• _TASK BRIEF_: Rescale everything from the first line down to the line containing "285, 300, 321, 347", both ends included, and give those lines again with the requests left unchanged. Multiply every bounding-box coordinate in the answers by 0.65 and round to whole numbers, with halves rounded up.

*** RECORDS TO PROCESS

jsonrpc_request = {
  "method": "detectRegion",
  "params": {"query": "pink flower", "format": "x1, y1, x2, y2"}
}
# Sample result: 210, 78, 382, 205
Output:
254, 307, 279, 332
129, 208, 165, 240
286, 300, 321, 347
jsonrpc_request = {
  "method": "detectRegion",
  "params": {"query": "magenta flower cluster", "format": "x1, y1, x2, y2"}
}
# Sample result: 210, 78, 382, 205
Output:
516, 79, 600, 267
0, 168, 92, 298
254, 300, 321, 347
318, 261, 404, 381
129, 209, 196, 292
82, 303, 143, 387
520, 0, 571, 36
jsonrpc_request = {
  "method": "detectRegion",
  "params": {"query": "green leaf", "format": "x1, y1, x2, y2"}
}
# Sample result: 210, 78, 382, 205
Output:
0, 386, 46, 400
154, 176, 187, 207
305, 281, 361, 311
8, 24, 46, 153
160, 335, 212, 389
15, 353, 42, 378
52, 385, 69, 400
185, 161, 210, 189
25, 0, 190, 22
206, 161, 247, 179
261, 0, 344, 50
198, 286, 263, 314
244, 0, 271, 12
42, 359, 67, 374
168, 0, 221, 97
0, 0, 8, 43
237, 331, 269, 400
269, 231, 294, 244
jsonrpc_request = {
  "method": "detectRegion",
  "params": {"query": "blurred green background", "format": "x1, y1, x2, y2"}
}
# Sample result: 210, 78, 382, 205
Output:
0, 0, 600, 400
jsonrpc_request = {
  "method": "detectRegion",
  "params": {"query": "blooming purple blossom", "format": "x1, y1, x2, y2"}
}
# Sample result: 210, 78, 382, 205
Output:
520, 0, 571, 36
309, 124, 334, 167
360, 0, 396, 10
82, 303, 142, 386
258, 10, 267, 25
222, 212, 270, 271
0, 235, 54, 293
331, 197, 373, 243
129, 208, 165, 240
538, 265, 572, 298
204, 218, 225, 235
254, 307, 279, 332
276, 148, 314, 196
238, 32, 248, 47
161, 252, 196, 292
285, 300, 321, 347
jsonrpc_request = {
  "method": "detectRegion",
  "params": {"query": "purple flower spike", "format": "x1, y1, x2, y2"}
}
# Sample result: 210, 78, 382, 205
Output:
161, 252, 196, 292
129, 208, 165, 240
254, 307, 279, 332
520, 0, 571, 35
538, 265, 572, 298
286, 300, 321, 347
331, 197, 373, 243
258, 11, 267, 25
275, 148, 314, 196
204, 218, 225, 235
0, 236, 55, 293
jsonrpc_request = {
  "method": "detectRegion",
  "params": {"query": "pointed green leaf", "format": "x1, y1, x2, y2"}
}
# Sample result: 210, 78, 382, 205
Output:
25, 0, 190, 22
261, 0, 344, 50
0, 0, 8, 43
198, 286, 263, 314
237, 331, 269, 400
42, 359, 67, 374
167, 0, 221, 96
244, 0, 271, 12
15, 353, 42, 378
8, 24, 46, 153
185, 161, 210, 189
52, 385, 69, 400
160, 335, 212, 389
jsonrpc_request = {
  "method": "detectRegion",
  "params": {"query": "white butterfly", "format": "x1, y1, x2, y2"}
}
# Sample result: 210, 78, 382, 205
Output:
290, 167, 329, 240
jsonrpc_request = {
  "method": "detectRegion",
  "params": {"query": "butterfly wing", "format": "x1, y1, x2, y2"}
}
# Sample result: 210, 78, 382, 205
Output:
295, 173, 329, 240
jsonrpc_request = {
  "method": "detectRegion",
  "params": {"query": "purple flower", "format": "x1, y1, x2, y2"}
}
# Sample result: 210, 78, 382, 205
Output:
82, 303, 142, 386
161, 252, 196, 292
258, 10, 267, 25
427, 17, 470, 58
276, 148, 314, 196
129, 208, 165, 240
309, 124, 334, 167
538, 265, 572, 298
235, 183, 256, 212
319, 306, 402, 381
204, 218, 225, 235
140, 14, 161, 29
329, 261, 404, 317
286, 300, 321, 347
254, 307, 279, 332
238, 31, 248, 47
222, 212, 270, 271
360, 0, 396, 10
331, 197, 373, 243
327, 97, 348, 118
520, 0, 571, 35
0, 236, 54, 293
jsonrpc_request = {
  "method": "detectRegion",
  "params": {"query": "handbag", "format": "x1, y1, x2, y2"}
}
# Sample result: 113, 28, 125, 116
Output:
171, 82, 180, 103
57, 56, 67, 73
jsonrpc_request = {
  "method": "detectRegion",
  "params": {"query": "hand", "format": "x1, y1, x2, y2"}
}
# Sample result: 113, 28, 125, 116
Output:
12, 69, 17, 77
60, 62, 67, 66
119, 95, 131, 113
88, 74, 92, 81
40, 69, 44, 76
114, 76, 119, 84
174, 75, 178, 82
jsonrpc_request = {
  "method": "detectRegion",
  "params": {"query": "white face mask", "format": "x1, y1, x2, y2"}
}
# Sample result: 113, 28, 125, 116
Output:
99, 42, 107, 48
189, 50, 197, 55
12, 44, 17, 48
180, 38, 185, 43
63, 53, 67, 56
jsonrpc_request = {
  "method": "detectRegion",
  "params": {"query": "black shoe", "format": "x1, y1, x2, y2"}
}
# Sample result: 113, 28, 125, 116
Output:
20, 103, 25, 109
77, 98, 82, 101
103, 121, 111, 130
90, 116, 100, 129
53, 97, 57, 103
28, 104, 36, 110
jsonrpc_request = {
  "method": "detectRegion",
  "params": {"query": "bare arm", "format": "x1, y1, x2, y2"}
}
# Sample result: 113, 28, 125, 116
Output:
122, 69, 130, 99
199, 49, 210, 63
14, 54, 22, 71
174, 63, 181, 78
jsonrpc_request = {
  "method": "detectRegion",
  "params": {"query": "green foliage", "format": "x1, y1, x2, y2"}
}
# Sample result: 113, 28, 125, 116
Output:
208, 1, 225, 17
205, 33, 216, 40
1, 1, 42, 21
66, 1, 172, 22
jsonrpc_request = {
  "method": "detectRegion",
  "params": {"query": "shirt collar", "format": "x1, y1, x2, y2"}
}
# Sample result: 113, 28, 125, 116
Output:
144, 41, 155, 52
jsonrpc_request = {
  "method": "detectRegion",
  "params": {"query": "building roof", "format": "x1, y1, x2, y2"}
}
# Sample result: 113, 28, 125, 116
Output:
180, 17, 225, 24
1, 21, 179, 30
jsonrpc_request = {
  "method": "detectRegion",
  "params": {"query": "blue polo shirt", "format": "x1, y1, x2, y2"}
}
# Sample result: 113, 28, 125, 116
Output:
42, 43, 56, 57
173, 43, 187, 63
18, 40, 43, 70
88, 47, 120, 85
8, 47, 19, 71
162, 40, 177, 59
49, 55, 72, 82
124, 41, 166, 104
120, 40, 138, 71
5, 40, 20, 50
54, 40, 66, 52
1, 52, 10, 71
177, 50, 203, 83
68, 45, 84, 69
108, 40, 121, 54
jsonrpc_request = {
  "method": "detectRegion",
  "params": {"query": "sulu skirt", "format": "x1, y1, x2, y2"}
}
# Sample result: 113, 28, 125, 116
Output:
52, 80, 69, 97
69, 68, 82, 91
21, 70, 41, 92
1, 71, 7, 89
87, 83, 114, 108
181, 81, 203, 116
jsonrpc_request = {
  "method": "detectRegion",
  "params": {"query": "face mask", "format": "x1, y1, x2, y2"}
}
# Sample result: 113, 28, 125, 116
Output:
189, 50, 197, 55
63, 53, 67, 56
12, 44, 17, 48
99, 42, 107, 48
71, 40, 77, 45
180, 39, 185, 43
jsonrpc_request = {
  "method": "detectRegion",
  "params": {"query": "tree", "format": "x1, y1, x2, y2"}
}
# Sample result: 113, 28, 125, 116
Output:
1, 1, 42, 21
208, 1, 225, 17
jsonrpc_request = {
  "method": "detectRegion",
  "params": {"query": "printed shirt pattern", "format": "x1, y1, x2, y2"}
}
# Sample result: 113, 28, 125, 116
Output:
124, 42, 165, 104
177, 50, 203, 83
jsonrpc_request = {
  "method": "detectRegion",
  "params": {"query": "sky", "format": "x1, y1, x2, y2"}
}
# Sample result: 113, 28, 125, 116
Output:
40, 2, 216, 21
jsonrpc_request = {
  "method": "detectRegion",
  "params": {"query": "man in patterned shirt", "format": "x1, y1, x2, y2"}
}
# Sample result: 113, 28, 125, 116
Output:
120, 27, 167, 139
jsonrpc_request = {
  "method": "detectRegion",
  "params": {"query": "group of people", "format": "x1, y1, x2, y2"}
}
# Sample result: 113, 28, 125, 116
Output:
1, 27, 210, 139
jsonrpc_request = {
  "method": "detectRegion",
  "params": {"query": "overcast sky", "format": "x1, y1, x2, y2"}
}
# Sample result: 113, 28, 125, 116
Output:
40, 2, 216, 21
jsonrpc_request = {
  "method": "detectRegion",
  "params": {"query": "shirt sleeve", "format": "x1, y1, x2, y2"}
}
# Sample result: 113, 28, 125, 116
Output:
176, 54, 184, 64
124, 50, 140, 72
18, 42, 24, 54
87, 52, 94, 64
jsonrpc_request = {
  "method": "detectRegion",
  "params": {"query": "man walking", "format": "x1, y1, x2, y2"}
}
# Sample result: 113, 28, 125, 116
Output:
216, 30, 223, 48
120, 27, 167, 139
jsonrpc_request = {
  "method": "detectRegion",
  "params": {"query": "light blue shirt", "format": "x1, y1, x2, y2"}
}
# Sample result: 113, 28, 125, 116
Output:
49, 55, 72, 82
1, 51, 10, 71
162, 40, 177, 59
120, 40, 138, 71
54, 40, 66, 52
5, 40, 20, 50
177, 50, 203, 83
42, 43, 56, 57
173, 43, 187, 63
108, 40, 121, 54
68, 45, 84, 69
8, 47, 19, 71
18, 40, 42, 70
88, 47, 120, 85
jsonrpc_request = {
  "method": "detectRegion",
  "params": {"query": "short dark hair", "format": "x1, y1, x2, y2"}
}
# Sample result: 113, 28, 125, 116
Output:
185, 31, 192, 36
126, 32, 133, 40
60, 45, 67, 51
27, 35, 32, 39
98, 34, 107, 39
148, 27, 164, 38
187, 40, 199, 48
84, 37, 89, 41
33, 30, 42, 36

******

• _TASK OUTPUT_:
jsonrpc_request = {
  "method": "detectRegion",
  "params": {"query": "pink flower", "format": "x1, y1, x2, y2"}
}
# Sample result: 210, 78, 382, 205
Output:
165, 200, 181, 216
84, 135, 107, 156
186, 195, 209, 226
jsonrpc_request = {
  "method": "detectRegion",
  "params": {"query": "magenta flower cluster", "format": "x1, y1, x2, y2"}
}
# Sample result: 210, 78, 382, 205
Output:
335, 51, 390, 174
0, 109, 60, 194
165, 195, 209, 226
207, 170, 263, 248
84, 136, 127, 190
53, 197, 93, 252
338, 0, 371, 23
jsonrpc_request = {
  "method": "detectRegion",
  "params": {"query": "green leaf", "format": "x1, y1, x2, y2"}
}
# Sample result: 210, 78, 382, 205
Output:
0, 251, 30, 260
100, 114, 122, 135
198, 183, 235, 202
5, 16, 30, 99
104, 218, 138, 253
10, 229, 27, 246
34, 250, 45, 260
120, 105, 137, 123
16, 0, 124, 14
134, 105, 161, 116
170, 0, 224, 33
129, 186, 171, 204
159, 0, 176, 8
27, 233, 44, 243
109, 0, 144, 63
0, 0, 5, 28
154, 215, 175, 260
175, 150, 191, 159
jsonrpc_request = {
  "method": "detectRegion",
  "params": {"query": "blurred green background", "format": "x1, y1, x2, y2"}
}
# Sample result: 210, 78, 382, 205
Output:
0, 0, 390, 260
jsonrpc_request = {
  "method": "detectRegion",
  "params": {"query": "blooming purple blossom", "format": "x1, y1, x2, y2"}
}
# Sample result: 210, 78, 382, 205
Output:
338, 0, 371, 23
201, 81, 217, 109
234, 0, 257, 7
53, 197, 92, 251
168, 7, 174, 16
144, 138, 176, 176
0, 153, 35, 190
215, 128, 242, 158
84, 135, 107, 156
350, 172, 372, 194
133, 142, 146, 153
165, 200, 181, 216
179, 96, 204, 127
155, 21, 161, 31
105, 164, 127, 190
185, 195, 209, 226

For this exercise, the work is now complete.